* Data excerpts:
****

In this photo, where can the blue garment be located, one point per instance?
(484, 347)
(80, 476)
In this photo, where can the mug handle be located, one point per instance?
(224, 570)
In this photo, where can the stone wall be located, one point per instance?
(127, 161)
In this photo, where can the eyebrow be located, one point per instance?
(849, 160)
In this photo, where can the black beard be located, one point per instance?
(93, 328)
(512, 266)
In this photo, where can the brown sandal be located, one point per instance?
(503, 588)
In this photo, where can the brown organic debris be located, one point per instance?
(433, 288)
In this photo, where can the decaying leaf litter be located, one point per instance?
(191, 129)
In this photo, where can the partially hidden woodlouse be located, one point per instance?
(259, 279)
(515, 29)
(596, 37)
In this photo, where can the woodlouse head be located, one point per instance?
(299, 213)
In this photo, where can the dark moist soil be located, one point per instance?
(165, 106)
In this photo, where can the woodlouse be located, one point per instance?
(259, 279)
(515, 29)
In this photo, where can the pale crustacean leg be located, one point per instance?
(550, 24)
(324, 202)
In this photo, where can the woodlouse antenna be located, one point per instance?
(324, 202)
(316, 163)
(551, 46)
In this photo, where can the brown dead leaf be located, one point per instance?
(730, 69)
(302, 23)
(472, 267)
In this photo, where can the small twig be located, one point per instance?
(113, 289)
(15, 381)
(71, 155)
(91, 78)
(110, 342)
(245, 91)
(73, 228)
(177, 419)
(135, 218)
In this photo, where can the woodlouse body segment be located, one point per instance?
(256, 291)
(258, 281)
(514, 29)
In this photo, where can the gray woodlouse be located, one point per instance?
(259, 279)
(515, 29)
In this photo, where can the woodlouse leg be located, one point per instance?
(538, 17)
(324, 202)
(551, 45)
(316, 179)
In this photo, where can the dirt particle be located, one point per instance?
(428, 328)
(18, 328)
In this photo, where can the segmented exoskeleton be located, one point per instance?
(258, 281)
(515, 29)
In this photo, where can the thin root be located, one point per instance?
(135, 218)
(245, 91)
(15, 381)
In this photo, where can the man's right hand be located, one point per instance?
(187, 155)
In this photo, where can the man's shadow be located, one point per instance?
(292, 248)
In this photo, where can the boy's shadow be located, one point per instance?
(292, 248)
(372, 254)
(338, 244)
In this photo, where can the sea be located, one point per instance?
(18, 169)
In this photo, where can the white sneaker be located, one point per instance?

****

* AIM OF THE EXERCISE: Could you reproduce every record above exactly as it appears?

* RESULT OF THE TASK:
In this photo, where can the blue garment be located, one point per instance?
(484, 347)
(80, 476)
In this photo, where can the mug handle be located, one point per instance?
(224, 570)
In this photo, where can the stone wall be located, one point per instance?
(127, 161)
In this photo, where can the eyebrow be located, one point per instance?
(849, 160)
In this photo, where can the black beard be located, one point per instance?
(93, 328)
(512, 266)
In this photo, where can the brown sandal be located, one point per instance?
(503, 588)
In this photo, where can the brown organic debris be located, one point per instance?
(433, 288)
In this photo, where can the decaying leaf litter be located, one point per instance?
(191, 129)
In this photo, where can the partially hidden woodlouse be located, one point per instance?
(259, 279)
(515, 29)
(596, 37)
In this photo, where can the woodlouse head be located, one point per instance?
(299, 213)
In this photo, where can the dark moist soil be located, one point per instance?
(165, 106)
In this photo, where can the woodlouse be located, one point per instance?
(259, 279)
(515, 29)
In this photo, where can the pale crustacean leg be located, one point per instance?
(550, 24)
(324, 202)
In this photo, where can the woodlouse antenna be located, one point per instance?
(324, 202)
(316, 163)
(551, 46)
In this photo, where can the brown dead leaf be located, one point per instance?
(730, 69)
(302, 23)
(472, 267)
In this photo, where can the small twig be located, one point per instance?
(113, 289)
(15, 381)
(71, 155)
(91, 78)
(110, 342)
(245, 91)
(73, 228)
(177, 419)
(135, 218)
In this photo, where can the woodlouse body segment be located, one point per instance?
(256, 291)
(258, 281)
(514, 29)
In this photo, where can the gray woodlouse be located, one point per instance?
(259, 279)
(515, 29)
In this photo, where can the woodlouse leg be located, one point per instance?
(538, 17)
(324, 202)
(551, 45)
(316, 179)
In this photo, where can the dirt particle be located, one point per instance?
(428, 328)
(18, 328)
In this photo, where can the segmented exoskeleton be located, one point per instance?
(258, 281)
(515, 29)
In this photo, where can the thin root be located, one point per instance?
(135, 218)
(245, 91)
(15, 381)
In this photo, where can the man's right hand be located, one point per instance?
(187, 155)
In this photo, where can the man's shadow be located, one point per instance?
(292, 248)
In this photo, where can the boy's shadow be located, one point per instance?
(292, 248)
(372, 254)
(338, 244)
In this photo, where can the sea be located, one point per instance?
(18, 169)
In this photo, where can the white sneaker be located, one point per instance?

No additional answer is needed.